Task goal:
Using the passage on Patty Alcivar's climbs, decide whether each statement agrees with it: (a) Kilimanjaro usually takes 6 to 12 days to climb; (b) she reached the first checkpoint in about 6 hours; (c) she got altitude sickness during the climb. For each one, answer yes or no and quote the words from the text that decide it.

Patty Alcivar is originally from Barranquilla, Colombia and considers herself an all around athlete. Leaving an abusive home at the age of 15 and working after school and paying rent are only some of the obstacles she has overcame and what has made her a “fighter” in life. Patty was an accomplished Amateur Boxer winning 2 NYC Golden Gloves, USA National & International Gold Medalist and now the NYS Title holder as a Pro Boxer. She has also completed 25 Marathons including 2 Boston. Her passion for Mountain Climbing is what gives her clarity and her goal of climbing the 7 Summits of the World is her Dream. Upon completion, She hopes to build a foundation for women of all ages and inspire them to seek the great outdoors.
We just love following your journey on the quest to complete the Seven Summits. Your first summit, Kilimanjaro, was completed in 2.5 days! What motivated you to reach the summit so quickly?
Kilimanjaro is typically climbed in 6-12 days in order to ensure proper acclimating and a successful summit. The guides often use the term “Pole, Pole” meaning slow and steady. As a pro boxer & competitive runner, I am used to pushing way above my comfort zone. The pace was extremely slow for the first hour when we started in the rain forest. We were suppose to hit the first hut/checkpoint in 6 hours. I felt great and took off while my guide tried to keep up. We made the first check point in almost 3 hours. I was restless and told the guide that based on my pace, I wanted to attempt a summit. He said he had never met anyone as fast and strong so he agreed. I was fortunate and did not get any altitude sickness and completed the entire climb in 2.5 days!

Information supplied:
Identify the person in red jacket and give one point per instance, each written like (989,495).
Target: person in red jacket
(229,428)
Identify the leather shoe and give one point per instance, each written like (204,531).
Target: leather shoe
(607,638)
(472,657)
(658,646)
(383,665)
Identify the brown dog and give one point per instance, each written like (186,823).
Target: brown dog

Result of the task:
(a) Yes: "Kilimanjaro is typically climbed in 6-12 days"
(b) No: "We made the first check point in almost 3 hours."
(c) No: "did not get any altitude sickness"